> **REQUIRED TASK**:
Write every line of the rows below as a JSON array of strings, one string for each line, skipping blank lines.

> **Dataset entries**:

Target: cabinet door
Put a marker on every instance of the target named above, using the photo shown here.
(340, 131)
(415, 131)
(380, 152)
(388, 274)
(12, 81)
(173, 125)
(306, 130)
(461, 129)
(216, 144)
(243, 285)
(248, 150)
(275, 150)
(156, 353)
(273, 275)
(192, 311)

> **WRITTEN SOLUTION**:
[
  "Target: cabinet door",
  "Put a marker on every instance of the target named above, using the photo shown here.",
  "(340, 131)",
  "(415, 131)",
  "(380, 152)",
  "(388, 274)",
  "(12, 81)",
  "(173, 125)",
  "(306, 130)",
  "(461, 129)",
  "(216, 144)",
  "(243, 285)",
  "(248, 150)",
  "(275, 150)",
  "(156, 353)",
  "(273, 275)",
  "(192, 311)"
]